» **Richiesta**:
In base al testo su Massimiliano Kolbe, rispondi:
1. In quale chiesa si trovava Massimiliano quando ebbe la visione?
2. A chi raccontò la visione?
3. In che anno entrò in prova nella casa dei Francescani a Leopoli, e insieme a chi?

» **Testo da leggere**:

Non è infrequente trovare all’inizio della vita di molti santi e sante un intervento soprannaturale, un “input” di origine divina che segnerà, guiderà e sosterrà la loro azione.
Lo troviamo nella vita di Don Bosco col famoso sogno dei nove anni (che poi lo accompagnerà anche in seguito). Nella vita di San Francesco quando in una visione sentì la sua missione: “Va’ e ricostruisci la mia Chiesa”.
Nella vita di Santa Giovanna d’Arco con le sue “voci” che le tracciavano il compito da realizzare nella vita. Naturalmente non dimentichiamo Maria di Nazareth e l’Annunciazione: l’intervento divino più decisivo e più “creativo” della storia.
C’è qualcosa di simile anche nella vita di Massimiliano Kolbe. Il senso autentico del suo destino umano sembrò segnato in una esperienza mistica che ebbe all’età di circa dieci anni.
Si trovava nella chiesa parrocchiale di san Matteo, a Pabianice. Al piccolo Massimiliano apparve la Beata Vergine Maria che teneva in mano due corone, una bianca e l’altra rossa.
Non raccontò mai a nessuno di questa visione, eccetto che a sua madre, Maria Dabrowska Kolbe.
La Madonna aveva chiesto a suo figlio di scegliere la corona bianca della purezza oppure quella rossa del martirio. Il ragazzo invece con prontezza le scelse tutte e due. Intraprendeva così con quella scelta un cammino che sarebbe durato tutta la vita.
Questo episodio fu raccontato dalla madre sotto giuramento.


Una “milizia” per convertire gli altri e... santificare se stessi

Massimiliano nacque presso Lodz, in Polonia l’8 gennaio 1894 da Giulio e Maria.
Nel 1907 insieme al fratello maggiore Francesco, Massimiliano entrò in prova nella casa dei Francescani a Leopoli, e nel settembre del 1910 indossò l’abito religioso.

Elementi tratti da un dataset:
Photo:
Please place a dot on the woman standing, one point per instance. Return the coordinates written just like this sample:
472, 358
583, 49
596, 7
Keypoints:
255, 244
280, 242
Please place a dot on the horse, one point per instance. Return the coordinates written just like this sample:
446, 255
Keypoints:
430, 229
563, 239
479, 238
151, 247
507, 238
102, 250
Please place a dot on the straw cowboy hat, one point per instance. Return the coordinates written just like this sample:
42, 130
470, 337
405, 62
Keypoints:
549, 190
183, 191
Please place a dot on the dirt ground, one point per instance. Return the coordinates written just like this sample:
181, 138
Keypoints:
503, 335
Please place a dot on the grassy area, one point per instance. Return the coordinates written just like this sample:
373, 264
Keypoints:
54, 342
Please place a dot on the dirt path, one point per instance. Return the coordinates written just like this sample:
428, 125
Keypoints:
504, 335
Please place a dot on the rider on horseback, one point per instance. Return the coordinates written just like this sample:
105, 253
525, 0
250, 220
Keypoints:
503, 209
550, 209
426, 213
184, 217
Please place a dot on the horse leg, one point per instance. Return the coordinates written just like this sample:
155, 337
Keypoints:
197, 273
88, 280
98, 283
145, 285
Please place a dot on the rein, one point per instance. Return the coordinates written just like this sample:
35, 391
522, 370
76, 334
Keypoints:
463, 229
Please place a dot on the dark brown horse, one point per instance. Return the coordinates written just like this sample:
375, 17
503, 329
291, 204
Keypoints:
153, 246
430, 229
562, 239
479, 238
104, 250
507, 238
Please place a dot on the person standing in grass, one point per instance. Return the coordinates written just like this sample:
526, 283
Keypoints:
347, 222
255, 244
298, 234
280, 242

* * *

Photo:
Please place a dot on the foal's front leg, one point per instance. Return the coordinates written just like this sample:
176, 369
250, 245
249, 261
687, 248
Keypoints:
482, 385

» **Output corretto**:
1. Nella chiesa parrocchiale di san Matteo, a Pabianice.
2. Soltanto a sua madre, Maria Dabrowska Kolbe.
3. Nel 1907, insieme al fratello maggiore Francesco.